(Registros de um conjunto de dados)
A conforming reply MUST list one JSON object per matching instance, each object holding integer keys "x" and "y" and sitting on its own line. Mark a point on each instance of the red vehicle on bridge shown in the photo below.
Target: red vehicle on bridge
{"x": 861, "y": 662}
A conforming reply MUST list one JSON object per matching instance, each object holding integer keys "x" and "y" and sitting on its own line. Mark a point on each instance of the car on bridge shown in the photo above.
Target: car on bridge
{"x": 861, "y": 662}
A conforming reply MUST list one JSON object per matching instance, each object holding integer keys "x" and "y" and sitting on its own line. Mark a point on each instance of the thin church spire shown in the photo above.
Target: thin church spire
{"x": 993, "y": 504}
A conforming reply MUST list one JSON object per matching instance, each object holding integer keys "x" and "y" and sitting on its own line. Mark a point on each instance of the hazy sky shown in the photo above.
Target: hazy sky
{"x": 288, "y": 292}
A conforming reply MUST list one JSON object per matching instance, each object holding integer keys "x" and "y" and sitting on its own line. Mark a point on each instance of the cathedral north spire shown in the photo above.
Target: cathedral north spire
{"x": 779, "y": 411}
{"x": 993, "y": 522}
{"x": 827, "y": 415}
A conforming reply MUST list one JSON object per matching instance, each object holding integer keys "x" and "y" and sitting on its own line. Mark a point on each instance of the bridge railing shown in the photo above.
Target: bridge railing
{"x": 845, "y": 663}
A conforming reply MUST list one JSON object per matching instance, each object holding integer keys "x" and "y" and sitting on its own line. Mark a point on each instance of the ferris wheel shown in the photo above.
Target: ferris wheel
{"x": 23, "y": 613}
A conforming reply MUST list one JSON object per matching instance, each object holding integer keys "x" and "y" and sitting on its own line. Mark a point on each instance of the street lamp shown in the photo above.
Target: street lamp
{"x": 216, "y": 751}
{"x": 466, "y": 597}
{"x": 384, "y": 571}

Instruções e requisitos:
Formate todas as linhas dos dados acima como uma lista numerada, deixando de fora as linhas em branco.

Resultado da tarefa:
1. A conforming reply MUST list one JSON object per matching instance, each object holding integer keys "x" and "y" and sitting on its own line. Mark a point on each instance of the red vehicle on bridge shown in the photo below.
2. Target: red vehicle on bridge
3. {"x": 861, "y": 662}
4. A conforming reply MUST list one JSON object per matching instance, each object holding integer keys "x" and "y" and sitting on its own line. Mark a point on each instance of the car on bridge shown in the photo above.
5. Target: car on bridge
6. {"x": 861, "y": 662}
7. A conforming reply MUST list one JSON object per matching instance, each object holding integer keys "x" and "y" and sitting on its own line. Mark a point on each instance of the thin church spire shown in the photo above.
8. Target: thin church spire
9. {"x": 993, "y": 504}
10. A conforming reply MUST list one JSON object per matching instance, each object holding integer keys "x" and "y" and sitting on its own line. Mark a point on each instance of the hazy sky shown in the photo above.
11. Target: hazy sky
12. {"x": 288, "y": 292}
13. A conforming reply MUST list one JSON object per matching instance, each object holding integer keys "x" and "y" and sitting on its own line. Mark a point on each instance of the cathedral north spire shown in the photo above.
14. Target: cathedral north spire
15. {"x": 779, "y": 411}
16. {"x": 993, "y": 522}
17. {"x": 827, "y": 415}
18. A conforming reply MUST list one JSON object per matching instance, each object holding integer keys "x" and "y" and sitting on its own line. Mark a point on each instance of the bridge railing shown in the photo above.
19. Target: bridge railing
20. {"x": 845, "y": 663}
21. A conforming reply MUST list one JSON object per matching instance, each object holding integer keys "x" and "y" and sitting on its own line. Mark a point on each instance of the ferris wheel shown in the photo above.
22. Target: ferris wheel
23. {"x": 23, "y": 613}
24. A conforming reply MUST list one JSON object per matching instance, each object holding integer keys "x" and "y" and sitting on its own line. Mark a point on each instance of the street lamp shown in the photo above.
25. Target: street lamp
26. {"x": 216, "y": 751}
27. {"x": 466, "y": 597}
28. {"x": 384, "y": 571}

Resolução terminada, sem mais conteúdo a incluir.